(Excerpted passage)

Zelenskyy also commented on the initial success of the Black Sea Grain Initiative, a deal between Russia and Ukraine, Turkey and the United Nations, to enable the resumption of exports of vital produce from Ukraine by sea.

“Our goal now is to have regularity: so that when one ship leaves the port, there should be other ships as well – both those loading and those on the approach to the port. Continuity and regularity is the necessary principle. All consumers of our agricultural products need it,” he said.

— Holly Ellyatt

Read CNBC’s previous blog here:

Two Republican senators propose amendments ahead of the vote to add Finland and Sweden to NATO

NATO Secretary General Jens Stoltenberg (C), Finland Ministers for Foreign Affairs Pekka Haavisto (L) and Sweden Foreign minister Ann Linde (R) give a press conference after their meeting at the Nato headquarters in Brussels on January 24, 2022.

John Thys | AFP | Getty Images

Two Republican senators have proposed amendments on the vote to add Sweden and Finland to NATO.

(End Excerpted passage)

• [Tasks]
1: In the news excerpt on Ukraine's grain exports, rewrite the passage between "Zelenskyy also commented" and "Ukraine by sea.", inclusive, substituting "essential food" for "vital produce".
2: Pick up the news excerpt on Ukraine and NATO expansion where it stops, and keep writing it.

(Listed entries)

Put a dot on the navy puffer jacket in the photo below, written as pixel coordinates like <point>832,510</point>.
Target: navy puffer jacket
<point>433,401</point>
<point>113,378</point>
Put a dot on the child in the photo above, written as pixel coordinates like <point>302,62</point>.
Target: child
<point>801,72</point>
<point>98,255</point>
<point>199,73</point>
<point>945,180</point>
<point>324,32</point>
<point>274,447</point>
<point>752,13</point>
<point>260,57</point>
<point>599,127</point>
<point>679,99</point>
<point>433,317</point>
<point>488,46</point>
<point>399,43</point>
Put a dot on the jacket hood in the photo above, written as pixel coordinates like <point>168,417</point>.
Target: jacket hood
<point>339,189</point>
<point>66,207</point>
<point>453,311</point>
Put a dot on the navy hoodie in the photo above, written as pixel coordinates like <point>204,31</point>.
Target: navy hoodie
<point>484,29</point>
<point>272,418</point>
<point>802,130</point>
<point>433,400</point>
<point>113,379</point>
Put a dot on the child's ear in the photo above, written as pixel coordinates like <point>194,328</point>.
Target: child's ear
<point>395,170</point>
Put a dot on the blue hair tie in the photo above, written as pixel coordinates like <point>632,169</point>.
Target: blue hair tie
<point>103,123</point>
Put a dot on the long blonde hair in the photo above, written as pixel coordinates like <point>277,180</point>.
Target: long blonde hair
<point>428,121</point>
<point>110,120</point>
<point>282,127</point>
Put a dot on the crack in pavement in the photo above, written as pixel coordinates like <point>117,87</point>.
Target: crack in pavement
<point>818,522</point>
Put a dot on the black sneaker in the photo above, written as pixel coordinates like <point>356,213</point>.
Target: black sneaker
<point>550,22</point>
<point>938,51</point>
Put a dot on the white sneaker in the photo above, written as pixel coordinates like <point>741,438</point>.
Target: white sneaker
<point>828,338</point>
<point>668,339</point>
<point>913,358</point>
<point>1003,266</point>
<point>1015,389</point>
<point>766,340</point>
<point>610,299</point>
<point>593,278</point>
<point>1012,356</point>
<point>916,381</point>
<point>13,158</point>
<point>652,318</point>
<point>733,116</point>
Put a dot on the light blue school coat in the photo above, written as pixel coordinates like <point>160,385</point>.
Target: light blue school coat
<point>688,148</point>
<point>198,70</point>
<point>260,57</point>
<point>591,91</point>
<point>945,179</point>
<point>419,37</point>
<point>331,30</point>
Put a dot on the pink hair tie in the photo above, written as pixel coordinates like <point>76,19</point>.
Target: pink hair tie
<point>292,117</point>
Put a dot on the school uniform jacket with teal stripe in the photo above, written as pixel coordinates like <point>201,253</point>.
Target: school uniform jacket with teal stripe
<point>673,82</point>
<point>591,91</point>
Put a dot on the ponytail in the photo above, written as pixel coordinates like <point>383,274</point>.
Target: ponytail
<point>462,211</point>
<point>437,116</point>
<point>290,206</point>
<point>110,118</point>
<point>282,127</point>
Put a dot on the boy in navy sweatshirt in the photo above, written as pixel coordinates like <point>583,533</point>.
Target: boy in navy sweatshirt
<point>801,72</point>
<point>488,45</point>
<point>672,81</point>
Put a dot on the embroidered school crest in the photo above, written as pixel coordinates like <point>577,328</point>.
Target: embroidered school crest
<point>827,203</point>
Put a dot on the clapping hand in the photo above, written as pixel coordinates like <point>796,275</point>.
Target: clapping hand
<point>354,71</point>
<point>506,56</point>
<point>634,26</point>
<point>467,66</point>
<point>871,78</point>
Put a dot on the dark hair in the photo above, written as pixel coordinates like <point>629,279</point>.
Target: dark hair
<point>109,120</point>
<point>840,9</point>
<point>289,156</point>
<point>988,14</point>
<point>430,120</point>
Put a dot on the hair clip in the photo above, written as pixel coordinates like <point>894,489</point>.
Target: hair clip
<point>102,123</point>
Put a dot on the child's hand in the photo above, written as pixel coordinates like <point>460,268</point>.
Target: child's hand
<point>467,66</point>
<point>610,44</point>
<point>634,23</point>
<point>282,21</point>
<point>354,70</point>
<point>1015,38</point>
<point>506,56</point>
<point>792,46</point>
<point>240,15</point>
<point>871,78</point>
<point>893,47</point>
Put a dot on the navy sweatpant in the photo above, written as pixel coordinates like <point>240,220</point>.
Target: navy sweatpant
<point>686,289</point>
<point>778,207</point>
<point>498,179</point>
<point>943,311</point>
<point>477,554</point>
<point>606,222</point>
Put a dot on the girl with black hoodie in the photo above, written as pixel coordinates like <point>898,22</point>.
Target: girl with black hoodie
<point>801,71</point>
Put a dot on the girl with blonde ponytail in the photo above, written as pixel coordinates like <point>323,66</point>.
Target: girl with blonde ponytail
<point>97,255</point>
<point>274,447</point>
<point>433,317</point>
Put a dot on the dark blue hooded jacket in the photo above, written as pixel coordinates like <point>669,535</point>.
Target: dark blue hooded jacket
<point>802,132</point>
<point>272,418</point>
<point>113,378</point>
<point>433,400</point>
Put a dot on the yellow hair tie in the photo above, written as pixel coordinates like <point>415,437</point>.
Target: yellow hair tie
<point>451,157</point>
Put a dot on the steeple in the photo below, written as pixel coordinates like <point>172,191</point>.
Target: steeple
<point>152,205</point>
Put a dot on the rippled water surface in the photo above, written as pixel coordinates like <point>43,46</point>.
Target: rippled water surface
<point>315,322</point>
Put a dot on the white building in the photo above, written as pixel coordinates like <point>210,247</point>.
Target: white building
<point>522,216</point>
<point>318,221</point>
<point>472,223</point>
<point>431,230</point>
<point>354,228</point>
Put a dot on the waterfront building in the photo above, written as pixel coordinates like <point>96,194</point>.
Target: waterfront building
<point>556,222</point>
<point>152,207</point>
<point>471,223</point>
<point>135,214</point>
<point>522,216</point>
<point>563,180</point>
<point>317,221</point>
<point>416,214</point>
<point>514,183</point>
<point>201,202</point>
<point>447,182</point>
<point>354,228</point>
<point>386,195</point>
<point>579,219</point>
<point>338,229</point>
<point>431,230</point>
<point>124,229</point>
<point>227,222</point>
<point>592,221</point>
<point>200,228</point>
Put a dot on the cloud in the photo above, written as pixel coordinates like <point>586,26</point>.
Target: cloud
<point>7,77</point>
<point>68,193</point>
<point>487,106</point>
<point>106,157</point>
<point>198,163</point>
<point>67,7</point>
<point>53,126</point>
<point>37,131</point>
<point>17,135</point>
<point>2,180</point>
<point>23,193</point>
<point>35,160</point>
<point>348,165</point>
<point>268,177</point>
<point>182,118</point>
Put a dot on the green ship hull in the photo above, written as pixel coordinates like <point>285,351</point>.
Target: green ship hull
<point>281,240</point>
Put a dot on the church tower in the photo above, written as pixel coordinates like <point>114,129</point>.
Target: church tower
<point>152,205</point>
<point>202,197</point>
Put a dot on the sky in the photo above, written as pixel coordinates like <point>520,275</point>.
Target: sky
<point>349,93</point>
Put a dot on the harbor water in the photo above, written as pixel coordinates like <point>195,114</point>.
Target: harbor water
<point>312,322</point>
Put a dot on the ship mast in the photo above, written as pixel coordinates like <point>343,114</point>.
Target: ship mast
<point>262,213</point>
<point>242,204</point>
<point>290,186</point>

(End Listed entries)

• [Task answers]
1:
Zelenskyy also commented on the initial success of the Black Sea Grain Initiative, a deal between Russia and Ukraine, Turkey and the United Nations, to enable the resumption of exports of essential food from Ukraine by sea.

2:
Sens. Rand Paul, R-Ky., and Dan Sullivan, R-Alaska, both are seeking changes to the treaty vote as Congress prepares to head into recess.

Paul told NBC News that his amendment states that “nothing in the Article Five portion of the NATO Treaty supersedes the congressional directive that we have to declare war.” The NATO provision holds than an attack on one member of the alliance is an attack on all members.

Sullivan told NBC News that his amendment states that every member of NATO, to now include Sweden and Finland, should commit to the 2% of GDP spending on defense goal established at the 2014 NATO Wales Summit.

The vote to include Sweden and Finland in NATO is expected to overwhelmingly pass.

— Amanda Macias

U.S. slaps more sanctions on Russian officials and oligarchs

Red Square, Moscow

Mike Hewitt | Getty Images

Secretary of State Antony Blinken announced new sanctions on Russian oligarchs and state-owned entities.

Below is the State Department’s fact sheet of imposed penalties on the following Russian oligarchs:

  • Alexander Ponomarenko “for operating or having operated in the aerospace sector of the Russian economy. He is an oligarch with close ties to other oligarchs and the construction of Vladimir Putin’s seaside palace.” He has been sanctioned by the U.K., European Union, Canada, Australia and New Zealand.
  • Dmitry Pumpyanskiy “for operating or having operated in the financial services sector of the Russian Federation economy.” The U.K., European Union and New Zealand have also designated him. Pumpyanskiy has ties to the yacht “Axioma,” which is now being identified as blocked property.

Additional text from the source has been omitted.